> [Challenge]: Copy out, exactly as given, every line from the line with "Where can you spot the white window" to the end of the listing, both of those lines included.

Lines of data
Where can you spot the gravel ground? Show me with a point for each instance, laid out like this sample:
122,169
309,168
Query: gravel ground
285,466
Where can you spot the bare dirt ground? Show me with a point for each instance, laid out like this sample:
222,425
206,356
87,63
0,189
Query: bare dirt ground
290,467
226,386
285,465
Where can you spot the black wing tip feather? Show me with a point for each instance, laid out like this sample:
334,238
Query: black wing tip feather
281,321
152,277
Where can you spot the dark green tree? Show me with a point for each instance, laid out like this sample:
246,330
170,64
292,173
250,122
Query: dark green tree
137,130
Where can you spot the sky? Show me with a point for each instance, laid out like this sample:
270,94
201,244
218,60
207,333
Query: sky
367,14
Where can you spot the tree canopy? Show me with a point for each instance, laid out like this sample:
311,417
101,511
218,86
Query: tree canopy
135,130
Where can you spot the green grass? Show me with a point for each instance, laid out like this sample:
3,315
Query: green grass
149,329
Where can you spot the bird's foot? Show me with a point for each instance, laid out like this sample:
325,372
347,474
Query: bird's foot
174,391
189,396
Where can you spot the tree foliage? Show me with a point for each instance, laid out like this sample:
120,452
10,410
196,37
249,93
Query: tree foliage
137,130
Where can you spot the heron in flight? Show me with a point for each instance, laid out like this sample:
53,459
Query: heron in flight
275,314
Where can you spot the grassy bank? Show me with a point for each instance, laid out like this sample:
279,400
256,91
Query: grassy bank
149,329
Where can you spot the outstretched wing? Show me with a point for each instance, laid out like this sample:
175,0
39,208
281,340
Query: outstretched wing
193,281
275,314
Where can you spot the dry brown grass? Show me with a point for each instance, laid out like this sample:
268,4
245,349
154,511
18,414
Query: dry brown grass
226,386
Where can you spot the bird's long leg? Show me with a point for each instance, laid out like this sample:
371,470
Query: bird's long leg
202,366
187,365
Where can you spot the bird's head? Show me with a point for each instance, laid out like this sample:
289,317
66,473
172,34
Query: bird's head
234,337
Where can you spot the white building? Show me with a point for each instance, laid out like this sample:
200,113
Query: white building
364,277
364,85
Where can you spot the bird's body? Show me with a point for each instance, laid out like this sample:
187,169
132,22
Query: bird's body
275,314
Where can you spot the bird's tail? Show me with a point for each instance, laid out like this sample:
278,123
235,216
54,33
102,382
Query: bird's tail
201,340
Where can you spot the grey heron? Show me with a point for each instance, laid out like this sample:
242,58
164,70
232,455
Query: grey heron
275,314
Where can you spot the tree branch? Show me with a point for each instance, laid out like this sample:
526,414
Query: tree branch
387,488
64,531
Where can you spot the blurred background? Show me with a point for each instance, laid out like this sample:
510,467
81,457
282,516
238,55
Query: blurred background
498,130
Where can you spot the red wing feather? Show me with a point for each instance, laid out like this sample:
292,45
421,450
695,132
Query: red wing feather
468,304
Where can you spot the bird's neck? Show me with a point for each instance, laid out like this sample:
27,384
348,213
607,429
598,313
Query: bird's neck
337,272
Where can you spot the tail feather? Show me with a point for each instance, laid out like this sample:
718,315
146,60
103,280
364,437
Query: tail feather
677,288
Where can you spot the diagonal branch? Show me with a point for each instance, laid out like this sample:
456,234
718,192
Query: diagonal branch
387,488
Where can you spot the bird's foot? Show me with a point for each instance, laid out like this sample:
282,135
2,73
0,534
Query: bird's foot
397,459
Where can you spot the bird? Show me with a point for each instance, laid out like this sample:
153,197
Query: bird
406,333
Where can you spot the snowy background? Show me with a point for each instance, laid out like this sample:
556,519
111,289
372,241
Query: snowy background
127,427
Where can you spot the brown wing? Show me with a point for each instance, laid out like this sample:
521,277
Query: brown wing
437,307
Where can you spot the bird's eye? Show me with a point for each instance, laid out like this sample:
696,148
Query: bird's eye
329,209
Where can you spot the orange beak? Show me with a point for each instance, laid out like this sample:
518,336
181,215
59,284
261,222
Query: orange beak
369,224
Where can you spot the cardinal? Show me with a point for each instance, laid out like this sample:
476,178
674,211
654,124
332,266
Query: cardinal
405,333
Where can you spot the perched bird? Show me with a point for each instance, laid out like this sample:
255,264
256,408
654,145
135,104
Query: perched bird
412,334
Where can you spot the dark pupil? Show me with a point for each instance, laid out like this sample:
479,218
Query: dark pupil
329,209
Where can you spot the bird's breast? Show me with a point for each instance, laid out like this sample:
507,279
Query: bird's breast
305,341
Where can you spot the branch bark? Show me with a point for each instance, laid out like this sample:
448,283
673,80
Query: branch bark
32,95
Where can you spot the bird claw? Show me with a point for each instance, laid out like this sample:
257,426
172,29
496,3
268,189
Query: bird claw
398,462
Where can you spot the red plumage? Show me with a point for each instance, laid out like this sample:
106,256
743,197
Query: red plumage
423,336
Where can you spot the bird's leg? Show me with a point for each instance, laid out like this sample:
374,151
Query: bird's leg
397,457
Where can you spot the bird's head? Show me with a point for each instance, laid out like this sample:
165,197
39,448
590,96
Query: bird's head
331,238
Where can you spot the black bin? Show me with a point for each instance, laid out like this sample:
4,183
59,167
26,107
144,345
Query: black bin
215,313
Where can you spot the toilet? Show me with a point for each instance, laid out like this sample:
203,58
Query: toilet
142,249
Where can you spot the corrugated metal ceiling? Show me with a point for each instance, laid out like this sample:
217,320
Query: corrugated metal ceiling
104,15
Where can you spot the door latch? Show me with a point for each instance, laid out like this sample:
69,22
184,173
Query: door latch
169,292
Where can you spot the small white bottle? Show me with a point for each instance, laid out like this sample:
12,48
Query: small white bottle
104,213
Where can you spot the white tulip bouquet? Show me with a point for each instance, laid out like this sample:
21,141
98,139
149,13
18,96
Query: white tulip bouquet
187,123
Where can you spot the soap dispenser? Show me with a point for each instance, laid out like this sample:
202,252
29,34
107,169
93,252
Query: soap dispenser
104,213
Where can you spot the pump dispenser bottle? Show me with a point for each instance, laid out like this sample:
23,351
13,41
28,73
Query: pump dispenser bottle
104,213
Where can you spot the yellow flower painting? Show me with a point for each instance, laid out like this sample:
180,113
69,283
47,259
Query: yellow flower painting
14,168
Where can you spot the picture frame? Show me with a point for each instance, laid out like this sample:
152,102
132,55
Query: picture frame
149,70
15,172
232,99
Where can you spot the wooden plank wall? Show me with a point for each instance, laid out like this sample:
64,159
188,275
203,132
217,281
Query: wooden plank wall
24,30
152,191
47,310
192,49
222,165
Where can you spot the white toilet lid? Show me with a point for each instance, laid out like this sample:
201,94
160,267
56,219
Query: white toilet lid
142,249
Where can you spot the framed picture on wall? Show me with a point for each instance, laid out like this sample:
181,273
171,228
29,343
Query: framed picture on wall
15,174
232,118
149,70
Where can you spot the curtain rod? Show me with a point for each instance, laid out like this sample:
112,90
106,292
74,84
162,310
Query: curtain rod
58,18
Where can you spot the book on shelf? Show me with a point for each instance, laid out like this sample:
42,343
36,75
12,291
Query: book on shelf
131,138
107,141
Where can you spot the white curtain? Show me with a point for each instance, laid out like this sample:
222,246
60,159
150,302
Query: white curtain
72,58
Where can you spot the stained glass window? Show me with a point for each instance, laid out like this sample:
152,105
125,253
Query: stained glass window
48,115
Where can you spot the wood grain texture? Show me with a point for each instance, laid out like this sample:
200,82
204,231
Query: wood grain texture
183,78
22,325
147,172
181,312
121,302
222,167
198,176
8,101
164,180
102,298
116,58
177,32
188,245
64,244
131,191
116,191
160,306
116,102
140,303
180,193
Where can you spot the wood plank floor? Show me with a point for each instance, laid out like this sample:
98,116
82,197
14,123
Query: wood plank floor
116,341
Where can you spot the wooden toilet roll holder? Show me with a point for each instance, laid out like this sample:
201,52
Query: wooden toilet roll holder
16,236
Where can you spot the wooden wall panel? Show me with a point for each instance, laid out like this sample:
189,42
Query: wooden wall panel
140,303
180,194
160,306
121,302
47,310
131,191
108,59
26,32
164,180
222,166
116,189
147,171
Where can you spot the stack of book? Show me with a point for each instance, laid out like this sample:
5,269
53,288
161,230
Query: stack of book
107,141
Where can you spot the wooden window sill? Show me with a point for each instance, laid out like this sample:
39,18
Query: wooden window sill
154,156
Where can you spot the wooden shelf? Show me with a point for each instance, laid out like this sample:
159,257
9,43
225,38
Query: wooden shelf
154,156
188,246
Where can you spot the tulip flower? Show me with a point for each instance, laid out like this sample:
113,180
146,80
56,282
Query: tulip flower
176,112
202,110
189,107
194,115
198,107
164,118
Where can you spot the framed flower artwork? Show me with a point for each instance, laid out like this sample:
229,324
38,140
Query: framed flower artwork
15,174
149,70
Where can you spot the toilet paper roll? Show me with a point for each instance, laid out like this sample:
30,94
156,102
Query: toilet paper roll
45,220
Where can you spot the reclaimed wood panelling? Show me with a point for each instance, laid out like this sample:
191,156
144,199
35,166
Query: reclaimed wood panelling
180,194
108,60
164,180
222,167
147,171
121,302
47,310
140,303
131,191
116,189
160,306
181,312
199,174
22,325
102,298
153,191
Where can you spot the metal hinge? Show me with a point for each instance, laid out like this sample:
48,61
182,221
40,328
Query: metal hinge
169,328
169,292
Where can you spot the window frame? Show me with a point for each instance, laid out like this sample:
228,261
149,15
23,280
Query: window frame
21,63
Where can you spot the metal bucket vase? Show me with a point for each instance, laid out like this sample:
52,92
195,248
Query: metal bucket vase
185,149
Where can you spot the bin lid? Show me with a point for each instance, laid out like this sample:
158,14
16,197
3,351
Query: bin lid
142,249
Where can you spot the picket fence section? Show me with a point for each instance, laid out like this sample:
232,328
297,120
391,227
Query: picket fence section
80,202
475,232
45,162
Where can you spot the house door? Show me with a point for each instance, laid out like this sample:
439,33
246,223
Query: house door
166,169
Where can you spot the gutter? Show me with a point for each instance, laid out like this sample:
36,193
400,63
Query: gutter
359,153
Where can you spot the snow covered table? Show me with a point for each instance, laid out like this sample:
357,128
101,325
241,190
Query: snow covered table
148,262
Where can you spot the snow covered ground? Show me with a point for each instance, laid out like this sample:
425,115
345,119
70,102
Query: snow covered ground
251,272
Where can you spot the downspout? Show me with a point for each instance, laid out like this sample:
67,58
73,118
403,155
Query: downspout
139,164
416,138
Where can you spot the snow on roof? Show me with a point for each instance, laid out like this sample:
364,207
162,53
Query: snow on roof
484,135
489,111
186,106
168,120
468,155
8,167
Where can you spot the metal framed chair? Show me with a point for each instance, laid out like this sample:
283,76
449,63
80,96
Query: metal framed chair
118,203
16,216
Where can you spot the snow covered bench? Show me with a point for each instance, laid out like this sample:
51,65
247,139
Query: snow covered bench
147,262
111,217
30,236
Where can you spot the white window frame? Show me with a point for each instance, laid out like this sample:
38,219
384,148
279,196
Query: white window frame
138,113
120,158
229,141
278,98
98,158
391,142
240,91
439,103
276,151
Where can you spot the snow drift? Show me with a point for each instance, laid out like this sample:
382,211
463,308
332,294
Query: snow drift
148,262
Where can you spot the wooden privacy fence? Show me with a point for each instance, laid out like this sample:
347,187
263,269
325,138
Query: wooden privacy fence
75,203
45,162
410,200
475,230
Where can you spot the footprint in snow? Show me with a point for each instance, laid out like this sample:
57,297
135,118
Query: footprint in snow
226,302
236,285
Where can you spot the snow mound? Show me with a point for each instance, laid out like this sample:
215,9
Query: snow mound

> [Response]:
Where can you spot the white window frame? Show me with a point for each instance, laid out like this sample:
38,219
384,148
279,196
Query: white window frame
138,113
120,158
229,141
278,98
98,158
391,142
240,91
439,103
276,151
Where can you spot the snow drift? Show me with a point for each instance, laid out like this sample:
382,211
463,308
332,294
Query: snow drift
148,262
Where can you spot the wooden privacy fence? Show me with a point for each instance, laid out like this sample:
347,187
263,269
325,138
Query: wooden privacy fence
75,203
45,162
410,200
475,230
Where can you spot the footprint in snow? Show me with a point for each instance, laid out like this sample:
57,297
135,118
Query: footprint in snow
226,302
236,285
Where can you spot the snow mound? Show me with a point for each instance, laid out like this sample:
215,9
Query: snow mound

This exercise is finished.